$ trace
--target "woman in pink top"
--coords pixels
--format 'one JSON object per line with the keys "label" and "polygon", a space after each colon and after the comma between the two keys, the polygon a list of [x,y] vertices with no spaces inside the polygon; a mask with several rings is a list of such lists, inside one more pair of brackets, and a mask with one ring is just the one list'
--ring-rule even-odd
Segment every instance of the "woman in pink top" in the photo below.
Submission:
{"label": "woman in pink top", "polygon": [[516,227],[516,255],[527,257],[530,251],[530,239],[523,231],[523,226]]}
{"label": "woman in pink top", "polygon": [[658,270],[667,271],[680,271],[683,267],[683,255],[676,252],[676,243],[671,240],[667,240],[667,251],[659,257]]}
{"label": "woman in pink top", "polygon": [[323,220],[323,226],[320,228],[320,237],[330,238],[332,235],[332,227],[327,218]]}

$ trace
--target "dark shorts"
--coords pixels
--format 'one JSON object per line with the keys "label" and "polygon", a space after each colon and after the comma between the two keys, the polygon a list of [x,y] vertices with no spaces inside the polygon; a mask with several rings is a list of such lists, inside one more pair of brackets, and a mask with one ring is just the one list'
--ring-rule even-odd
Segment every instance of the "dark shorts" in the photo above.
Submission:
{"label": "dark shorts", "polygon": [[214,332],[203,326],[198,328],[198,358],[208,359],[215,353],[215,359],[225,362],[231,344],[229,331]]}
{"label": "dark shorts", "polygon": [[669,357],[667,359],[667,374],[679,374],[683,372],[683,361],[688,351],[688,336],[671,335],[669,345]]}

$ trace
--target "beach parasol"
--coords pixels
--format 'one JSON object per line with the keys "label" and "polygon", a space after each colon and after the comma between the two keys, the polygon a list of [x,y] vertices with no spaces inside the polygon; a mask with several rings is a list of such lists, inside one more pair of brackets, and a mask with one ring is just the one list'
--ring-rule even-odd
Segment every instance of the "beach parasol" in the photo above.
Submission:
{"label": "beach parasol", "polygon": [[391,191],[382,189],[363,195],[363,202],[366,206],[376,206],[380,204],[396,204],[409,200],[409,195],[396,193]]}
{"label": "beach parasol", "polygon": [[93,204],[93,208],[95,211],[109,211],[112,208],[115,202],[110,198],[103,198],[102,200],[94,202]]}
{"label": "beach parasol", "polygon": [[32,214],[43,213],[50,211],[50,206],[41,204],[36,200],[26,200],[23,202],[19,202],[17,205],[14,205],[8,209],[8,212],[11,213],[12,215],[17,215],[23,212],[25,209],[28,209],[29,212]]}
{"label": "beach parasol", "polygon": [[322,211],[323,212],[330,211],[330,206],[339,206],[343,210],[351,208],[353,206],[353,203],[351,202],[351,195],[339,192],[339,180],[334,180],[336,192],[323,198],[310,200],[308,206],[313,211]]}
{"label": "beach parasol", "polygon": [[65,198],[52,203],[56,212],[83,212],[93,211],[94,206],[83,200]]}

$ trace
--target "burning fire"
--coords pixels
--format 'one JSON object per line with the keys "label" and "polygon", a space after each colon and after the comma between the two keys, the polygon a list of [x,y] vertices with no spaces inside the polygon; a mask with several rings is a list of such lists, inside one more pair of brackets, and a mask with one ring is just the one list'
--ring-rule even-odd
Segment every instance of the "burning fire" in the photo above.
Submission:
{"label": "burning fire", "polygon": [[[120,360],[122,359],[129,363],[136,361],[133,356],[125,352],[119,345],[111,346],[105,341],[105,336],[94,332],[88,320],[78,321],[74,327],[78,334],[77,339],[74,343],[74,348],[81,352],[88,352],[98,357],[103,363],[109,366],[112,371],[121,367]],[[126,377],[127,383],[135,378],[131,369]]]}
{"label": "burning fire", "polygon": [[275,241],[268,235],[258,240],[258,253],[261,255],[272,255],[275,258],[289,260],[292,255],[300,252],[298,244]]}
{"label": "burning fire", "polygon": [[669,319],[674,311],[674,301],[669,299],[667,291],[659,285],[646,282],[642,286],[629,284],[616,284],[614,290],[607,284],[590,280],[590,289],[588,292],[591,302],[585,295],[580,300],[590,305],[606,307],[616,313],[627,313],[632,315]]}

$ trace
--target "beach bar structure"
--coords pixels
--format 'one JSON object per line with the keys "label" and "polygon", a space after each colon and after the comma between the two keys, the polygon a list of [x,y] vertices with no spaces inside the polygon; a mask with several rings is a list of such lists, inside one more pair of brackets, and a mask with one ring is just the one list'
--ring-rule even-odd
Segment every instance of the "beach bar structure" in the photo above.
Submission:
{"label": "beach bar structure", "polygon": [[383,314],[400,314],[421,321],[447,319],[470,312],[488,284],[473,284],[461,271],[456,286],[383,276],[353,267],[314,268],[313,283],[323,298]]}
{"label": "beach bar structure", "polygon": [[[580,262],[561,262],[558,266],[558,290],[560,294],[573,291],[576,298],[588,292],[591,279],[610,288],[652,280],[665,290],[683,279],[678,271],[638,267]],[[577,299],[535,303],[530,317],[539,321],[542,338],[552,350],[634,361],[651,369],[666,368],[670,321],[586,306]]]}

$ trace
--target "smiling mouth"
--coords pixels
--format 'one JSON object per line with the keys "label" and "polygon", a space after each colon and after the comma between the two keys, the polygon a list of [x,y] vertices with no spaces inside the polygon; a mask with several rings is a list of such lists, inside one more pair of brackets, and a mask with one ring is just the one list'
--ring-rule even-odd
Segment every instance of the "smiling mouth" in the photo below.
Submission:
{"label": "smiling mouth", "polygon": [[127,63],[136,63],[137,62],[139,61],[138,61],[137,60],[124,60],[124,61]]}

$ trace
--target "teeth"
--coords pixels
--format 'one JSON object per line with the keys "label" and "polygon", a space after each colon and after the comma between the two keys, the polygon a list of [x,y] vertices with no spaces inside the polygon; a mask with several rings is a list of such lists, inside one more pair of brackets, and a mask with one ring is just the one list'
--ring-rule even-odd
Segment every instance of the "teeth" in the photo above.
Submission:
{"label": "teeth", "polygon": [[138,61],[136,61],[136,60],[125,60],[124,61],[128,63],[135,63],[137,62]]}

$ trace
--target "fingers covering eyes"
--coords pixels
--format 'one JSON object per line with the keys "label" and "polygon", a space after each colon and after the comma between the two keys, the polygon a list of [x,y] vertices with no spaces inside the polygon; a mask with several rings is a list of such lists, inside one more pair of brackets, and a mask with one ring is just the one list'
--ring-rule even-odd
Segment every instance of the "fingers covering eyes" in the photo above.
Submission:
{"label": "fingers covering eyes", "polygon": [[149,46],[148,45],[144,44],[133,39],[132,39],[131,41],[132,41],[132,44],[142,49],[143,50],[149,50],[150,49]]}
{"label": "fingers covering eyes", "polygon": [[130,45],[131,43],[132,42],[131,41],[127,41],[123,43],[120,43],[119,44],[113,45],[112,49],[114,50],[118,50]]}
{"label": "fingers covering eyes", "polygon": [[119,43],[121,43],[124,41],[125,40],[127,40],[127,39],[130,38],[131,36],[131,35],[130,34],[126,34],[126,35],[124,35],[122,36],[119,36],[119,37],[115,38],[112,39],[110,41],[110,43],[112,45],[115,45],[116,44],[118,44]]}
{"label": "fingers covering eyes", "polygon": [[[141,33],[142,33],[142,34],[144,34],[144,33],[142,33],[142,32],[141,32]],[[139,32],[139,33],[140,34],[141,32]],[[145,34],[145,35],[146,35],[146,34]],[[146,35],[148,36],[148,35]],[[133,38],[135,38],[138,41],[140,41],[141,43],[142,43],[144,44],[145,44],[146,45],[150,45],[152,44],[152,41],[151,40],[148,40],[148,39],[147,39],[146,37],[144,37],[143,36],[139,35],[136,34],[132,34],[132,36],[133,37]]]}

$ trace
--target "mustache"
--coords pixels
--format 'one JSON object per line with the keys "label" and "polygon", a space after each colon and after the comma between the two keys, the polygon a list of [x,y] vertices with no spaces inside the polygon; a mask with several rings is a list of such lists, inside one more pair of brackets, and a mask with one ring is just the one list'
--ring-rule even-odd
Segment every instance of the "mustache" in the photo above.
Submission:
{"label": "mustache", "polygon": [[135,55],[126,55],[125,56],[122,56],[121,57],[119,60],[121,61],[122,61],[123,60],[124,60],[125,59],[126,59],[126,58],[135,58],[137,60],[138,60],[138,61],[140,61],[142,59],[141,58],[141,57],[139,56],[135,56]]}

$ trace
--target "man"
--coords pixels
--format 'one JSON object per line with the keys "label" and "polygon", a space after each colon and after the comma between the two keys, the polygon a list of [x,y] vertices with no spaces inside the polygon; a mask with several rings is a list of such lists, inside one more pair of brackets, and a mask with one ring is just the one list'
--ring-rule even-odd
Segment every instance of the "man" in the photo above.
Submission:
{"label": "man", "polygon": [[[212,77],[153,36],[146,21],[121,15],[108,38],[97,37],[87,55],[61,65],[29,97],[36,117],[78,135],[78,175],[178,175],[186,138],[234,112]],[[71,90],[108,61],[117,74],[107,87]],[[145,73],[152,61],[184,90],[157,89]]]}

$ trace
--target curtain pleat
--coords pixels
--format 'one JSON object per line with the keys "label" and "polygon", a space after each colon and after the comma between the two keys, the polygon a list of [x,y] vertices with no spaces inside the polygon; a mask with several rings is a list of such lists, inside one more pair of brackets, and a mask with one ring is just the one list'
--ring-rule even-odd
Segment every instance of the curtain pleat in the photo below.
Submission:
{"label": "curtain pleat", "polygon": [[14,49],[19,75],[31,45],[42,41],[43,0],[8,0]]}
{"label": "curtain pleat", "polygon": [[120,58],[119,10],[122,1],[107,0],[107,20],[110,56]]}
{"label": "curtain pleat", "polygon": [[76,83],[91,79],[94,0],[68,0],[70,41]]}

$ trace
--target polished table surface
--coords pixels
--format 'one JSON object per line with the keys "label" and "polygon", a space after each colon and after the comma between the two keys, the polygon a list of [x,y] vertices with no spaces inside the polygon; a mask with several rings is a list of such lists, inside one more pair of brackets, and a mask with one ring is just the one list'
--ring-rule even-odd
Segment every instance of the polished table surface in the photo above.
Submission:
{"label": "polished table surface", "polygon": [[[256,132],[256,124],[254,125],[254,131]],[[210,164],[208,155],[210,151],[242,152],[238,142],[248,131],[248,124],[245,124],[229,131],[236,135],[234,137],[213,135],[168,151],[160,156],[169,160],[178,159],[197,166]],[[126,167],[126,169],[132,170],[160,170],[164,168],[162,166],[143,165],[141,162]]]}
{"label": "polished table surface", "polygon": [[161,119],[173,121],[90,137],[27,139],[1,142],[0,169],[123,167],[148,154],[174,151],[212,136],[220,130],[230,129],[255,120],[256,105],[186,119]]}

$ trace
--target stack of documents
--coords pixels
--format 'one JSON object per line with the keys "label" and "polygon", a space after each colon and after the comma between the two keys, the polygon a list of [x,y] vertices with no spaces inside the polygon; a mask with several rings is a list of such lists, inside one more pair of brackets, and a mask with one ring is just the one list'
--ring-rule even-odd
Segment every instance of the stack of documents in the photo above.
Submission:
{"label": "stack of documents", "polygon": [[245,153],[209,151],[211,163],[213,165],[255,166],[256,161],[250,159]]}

---

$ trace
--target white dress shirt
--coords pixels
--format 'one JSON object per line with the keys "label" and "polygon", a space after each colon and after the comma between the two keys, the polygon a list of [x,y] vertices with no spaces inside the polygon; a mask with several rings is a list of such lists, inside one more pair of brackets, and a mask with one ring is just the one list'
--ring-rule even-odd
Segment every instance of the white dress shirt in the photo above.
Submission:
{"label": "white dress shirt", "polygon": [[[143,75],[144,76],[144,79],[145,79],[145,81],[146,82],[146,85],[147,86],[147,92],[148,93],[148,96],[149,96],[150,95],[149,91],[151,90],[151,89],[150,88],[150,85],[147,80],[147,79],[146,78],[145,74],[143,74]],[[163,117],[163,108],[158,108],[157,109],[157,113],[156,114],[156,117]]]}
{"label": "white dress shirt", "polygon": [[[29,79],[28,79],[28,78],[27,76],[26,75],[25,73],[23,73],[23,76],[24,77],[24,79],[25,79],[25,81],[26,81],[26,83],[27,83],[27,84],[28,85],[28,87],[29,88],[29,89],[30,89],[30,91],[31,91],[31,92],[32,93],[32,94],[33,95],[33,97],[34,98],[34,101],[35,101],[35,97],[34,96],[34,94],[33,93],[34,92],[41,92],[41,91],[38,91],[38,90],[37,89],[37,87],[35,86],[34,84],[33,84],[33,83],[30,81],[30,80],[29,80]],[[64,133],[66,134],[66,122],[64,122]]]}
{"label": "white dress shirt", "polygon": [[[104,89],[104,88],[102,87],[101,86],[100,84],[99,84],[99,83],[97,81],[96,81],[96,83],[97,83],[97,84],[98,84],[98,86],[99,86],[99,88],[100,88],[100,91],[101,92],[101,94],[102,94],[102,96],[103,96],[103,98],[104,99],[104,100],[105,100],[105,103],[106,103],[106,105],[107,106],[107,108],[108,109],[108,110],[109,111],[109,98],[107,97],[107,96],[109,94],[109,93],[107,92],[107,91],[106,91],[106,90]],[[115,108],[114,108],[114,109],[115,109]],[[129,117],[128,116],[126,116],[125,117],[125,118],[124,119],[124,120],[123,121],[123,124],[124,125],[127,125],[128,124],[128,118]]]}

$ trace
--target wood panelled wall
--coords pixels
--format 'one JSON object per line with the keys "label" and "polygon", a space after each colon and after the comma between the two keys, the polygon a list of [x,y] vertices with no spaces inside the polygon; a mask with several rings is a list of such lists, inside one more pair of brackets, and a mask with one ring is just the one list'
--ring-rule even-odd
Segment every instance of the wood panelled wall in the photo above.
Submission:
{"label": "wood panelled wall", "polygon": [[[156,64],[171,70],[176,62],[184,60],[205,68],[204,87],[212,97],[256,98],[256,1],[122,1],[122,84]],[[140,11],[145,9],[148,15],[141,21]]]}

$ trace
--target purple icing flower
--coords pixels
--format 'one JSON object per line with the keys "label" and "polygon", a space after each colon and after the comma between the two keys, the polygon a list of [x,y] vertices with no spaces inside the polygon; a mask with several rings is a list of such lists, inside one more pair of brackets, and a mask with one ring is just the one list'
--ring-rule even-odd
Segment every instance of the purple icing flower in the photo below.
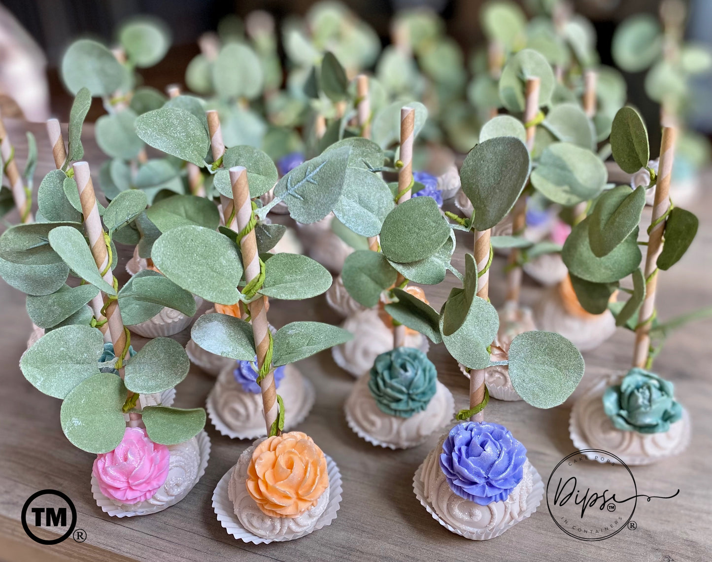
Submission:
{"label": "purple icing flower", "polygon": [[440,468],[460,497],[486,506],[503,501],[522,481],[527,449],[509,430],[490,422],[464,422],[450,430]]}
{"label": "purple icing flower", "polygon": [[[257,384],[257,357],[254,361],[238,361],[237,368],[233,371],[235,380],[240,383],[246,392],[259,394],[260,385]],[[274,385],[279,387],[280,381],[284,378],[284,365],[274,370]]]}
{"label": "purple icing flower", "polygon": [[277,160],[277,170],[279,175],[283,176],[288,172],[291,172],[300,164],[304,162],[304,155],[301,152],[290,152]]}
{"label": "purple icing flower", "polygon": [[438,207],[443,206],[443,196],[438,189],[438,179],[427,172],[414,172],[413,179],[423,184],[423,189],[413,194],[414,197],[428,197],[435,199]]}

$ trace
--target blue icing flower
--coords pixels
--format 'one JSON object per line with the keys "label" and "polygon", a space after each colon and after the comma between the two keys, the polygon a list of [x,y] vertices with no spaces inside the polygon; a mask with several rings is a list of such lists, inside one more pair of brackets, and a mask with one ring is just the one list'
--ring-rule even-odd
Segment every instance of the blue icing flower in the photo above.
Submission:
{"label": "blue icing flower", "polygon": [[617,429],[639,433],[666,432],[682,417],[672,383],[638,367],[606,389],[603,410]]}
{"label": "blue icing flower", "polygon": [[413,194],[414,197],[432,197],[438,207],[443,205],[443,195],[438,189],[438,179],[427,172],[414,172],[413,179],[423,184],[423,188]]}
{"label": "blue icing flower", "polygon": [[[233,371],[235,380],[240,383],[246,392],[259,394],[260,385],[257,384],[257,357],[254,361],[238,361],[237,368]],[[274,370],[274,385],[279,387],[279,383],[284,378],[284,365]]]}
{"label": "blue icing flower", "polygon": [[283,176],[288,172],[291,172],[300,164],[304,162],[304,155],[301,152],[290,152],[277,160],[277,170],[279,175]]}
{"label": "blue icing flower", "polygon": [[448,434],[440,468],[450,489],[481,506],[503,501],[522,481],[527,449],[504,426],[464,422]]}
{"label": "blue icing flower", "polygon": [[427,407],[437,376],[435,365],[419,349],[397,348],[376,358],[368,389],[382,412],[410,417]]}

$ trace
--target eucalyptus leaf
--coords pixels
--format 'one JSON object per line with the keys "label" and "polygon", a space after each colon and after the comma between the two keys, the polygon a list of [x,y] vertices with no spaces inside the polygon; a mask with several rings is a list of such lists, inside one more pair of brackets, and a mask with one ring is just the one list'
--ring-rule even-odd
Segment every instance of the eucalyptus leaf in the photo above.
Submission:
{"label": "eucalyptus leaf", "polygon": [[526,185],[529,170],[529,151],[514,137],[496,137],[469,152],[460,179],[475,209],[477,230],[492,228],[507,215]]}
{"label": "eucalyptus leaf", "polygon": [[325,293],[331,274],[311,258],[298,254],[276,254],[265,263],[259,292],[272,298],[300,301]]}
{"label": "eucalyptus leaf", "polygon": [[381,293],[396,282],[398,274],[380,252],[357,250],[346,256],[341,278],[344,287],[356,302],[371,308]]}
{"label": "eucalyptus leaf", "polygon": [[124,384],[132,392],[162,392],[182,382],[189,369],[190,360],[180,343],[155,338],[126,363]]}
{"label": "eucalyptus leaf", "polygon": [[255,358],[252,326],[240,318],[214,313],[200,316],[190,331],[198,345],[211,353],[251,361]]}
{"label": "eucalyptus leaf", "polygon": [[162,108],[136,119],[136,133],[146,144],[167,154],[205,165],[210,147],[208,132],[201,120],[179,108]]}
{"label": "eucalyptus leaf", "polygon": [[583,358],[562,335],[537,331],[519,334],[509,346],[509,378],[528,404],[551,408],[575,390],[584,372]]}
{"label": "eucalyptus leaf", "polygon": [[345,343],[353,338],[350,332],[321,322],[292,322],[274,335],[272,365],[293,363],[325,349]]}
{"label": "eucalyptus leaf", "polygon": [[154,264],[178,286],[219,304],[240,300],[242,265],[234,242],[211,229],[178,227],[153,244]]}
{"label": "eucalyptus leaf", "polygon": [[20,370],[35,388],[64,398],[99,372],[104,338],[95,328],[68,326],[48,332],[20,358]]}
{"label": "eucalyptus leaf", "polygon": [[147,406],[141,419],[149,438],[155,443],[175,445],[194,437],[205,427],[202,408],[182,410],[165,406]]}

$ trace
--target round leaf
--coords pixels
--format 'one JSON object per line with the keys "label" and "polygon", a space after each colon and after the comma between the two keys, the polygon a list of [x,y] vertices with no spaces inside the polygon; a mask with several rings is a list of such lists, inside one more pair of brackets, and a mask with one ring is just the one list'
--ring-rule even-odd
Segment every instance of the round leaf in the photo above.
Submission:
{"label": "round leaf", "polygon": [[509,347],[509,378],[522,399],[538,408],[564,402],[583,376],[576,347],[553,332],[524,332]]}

==

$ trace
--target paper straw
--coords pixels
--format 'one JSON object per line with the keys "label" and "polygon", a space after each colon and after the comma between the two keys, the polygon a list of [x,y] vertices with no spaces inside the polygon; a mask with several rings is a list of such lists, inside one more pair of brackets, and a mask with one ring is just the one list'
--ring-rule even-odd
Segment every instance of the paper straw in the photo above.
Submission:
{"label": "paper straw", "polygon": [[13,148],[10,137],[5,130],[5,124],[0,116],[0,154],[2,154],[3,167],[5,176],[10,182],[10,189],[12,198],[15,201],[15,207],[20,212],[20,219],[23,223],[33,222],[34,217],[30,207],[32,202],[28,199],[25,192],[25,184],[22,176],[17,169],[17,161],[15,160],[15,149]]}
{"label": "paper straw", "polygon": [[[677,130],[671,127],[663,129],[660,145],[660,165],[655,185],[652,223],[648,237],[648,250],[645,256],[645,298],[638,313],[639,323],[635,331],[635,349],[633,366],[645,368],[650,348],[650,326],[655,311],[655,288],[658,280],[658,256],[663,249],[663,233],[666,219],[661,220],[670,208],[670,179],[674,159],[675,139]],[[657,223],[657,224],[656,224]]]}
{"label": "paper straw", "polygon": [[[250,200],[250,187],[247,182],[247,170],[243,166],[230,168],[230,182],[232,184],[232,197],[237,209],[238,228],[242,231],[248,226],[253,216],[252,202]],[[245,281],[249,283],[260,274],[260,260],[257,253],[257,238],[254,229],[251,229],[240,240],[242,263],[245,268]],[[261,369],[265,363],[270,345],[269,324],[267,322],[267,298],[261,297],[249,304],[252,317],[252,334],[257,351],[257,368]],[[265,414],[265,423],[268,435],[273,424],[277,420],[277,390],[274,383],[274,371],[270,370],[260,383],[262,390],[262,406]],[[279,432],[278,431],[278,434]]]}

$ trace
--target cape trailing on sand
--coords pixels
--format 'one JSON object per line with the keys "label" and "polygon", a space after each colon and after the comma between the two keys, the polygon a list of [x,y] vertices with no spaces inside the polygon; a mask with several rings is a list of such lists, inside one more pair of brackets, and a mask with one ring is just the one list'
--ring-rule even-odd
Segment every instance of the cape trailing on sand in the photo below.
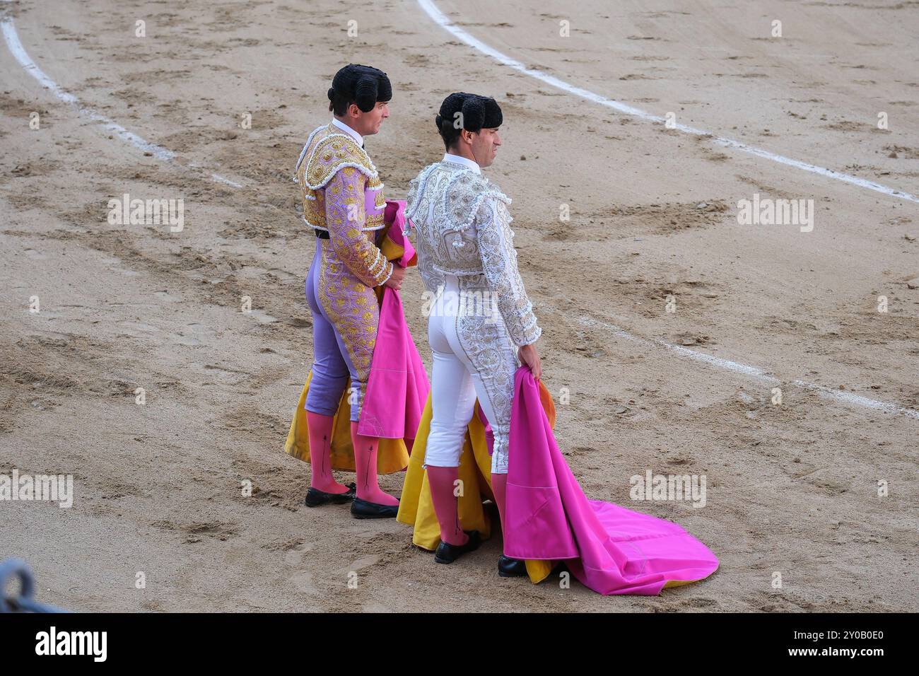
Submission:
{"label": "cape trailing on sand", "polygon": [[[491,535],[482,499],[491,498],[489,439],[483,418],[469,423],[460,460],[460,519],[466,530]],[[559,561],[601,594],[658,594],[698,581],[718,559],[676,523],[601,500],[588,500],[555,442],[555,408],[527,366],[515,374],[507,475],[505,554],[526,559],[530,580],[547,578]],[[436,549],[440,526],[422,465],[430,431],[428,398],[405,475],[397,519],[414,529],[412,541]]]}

## Problem requirements:
Identify every line in the records above that contains the string "panelled", and copy each of those lines.

## Exercise result:
--target wood panelled wall
Segment every instance of the wood panelled wall in the photo above.
{"label": "wood panelled wall", "polygon": [[[156,64],[171,70],[176,62],[184,60],[205,68],[204,87],[212,97],[256,98],[256,1],[122,1],[122,84]],[[140,11],[145,9],[148,15],[141,21]]]}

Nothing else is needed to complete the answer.